(Text excerpt)
= = =
Asians as represented in Western popular imagery were consistently portrayed as squint-eyed, Moe Howard-coiffed individuals with poor eyesight, protruding teeth, and a predilection towards beginning every utterance with "Ah so." The Nuclear Spawned Martial Arts Frogs are no exception here, and the jury is still out as to whether or not these racist stereotypes are actual honest racist stereotypes, or merely using racist stereotypes to highlight the absurdity and inherent falseness of racist stereotypes, or a third possibility, which is, intent be damned, these are racist stereotypes, what is this, 1944, cut it out already, you creep.
Boldly dispensing with logic or consistency, The Nuclear Spawned Martial Arts Frogs introduce contrast with the simple expedient of making the background suddenly a solid black, and then, again defying common notions of comics narrative, returning to blank white space in the next panel. The doors in the hallway of this supposed nuclear power plant, a hallway already reeling from the severe perspective suddenly introduced into our picture plane, are placed so close together as to render the rooms they supposedly serve nothing more than narrow corridors useless for any nuclear power generative purpose, and are scrawled with commentary on the thoughts of our own ostensible main character, Dr. Haaansaan. Truly, The Nuclear Spawned Martial Arts Frogs live in a world freed from our arbitrary dictates of sense or good taste.
Like the firey hand of The Lord inscribing "Mene, Mene, Tekel, Upharsin" upon the walls of Belshazzar's feast in the Book of Daniel, the walls of our Japanese power plant are positively teeming with important messages for all who know to look. Truly future generations will themselves gaze at "This Was (sic) To Reactor Core Monitor Room" and puzzle over its meaning just as we puzzle over Belshazzar's dictum to beware the Persians.
Wallace "Woody" Wood, star SF artist for the EC line of comic books in the 1950s, went on to influence a generation of artists with his work both in the advertising industry and in MAD Magazine, itself a mid-century youth culture icon. Across the Pacific, Godzilla, the rubber-suited monster star of dozens of Japanese "kaiju eiga," would himself be emblematic of both a nation's fear of nuclear destruction and a nation's insatiable lust for films starring rubber-suited monsters exploiting that selfsame fear of nuclear destruction. When all of these cultural touchstones are referenced in one sloppily-inked comic book panel, well, it can still be an awful failure.
= = =
(Data extract)
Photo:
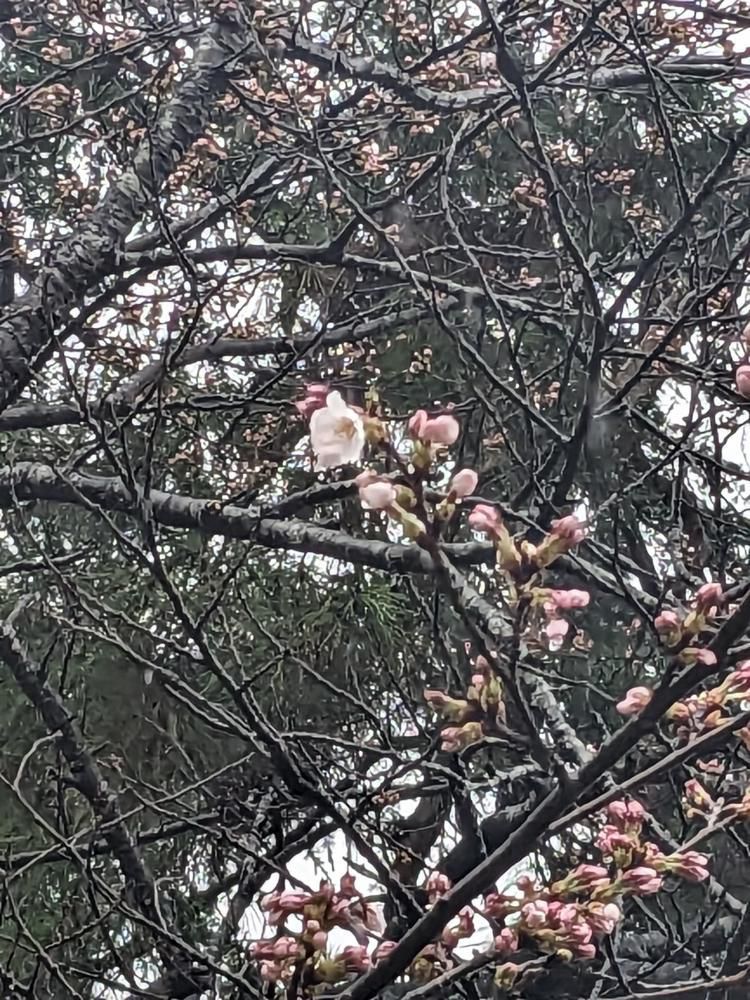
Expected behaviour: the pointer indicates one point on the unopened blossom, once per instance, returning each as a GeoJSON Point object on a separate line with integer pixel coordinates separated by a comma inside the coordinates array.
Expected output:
{"type": "Point", "coordinates": [463, 483]}
{"type": "Point", "coordinates": [270, 971]}
{"type": "Point", "coordinates": [709, 595]}
{"type": "Point", "coordinates": [506, 942]}
{"type": "Point", "coordinates": [378, 495]}
{"type": "Point", "coordinates": [355, 958]}
{"type": "Point", "coordinates": [641, 880]}
{"type": "Point", "coordinates": [383, 950]}
{"type": "Point", "coordinates": [314, 399]}
{"type": "Point", "coordinates": [437, 885]}
{"type": "Point", "coordinates": [603, 917]}
{"type": "Point", "coordinates": [689, 864]}
{"type": "Point", "coordinates": [337, 433]}
{"type": "Point", "coordinates": [565, 533]}
{"type": "Point", "coordinates": [570, 600]}
{"type": "Point", "coordinates": [454, 709]}
{"type": "Point", "coordinates": [634, 701]}
{"type": "Point", "coordinates": [696, 797]}
{"type": "Point", "coordinates": [611, 839]}
{"type": "Point", "coordinates": [485, 518]}
{"type": "Point", "coordinates": [557, 629]}
{"type": "Point", "coordinates": [742, 381]}
{"type": "Point", "coordinates": [535, 913]}
{"type": "Point", "coordinates": [589, 876]}
{"type": "Point", "coordinates": [457, 737]}
{"type": "Point", "coordinates": [416, 423]}
{"type": "Point", "coordinates": [626, 816]}
{"type": "Point", "coordinates": [667, 624]}
{"type": "Point", "coordinates": [440, 430]}
{"type": "Point", "coordinates": [569, 529]}
{"type": "Point", "coordinates": [692, 654]}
= = =
(Exercise goal)
Answer these from the text on the Nuclear Spawned Martial Arts Frogs:
1. Who does the text name as the main character?
2. Which book of the Bible does it cite for the words "Mene, Mene, Tekel, Upharsin"?
3. For which line of comic books was Wallace "Woody" Wood a star SF artist in the 1950s?

(Exercise answer)
1. Dr. Haaansaan
2. The Book of Daniel
3. The EC line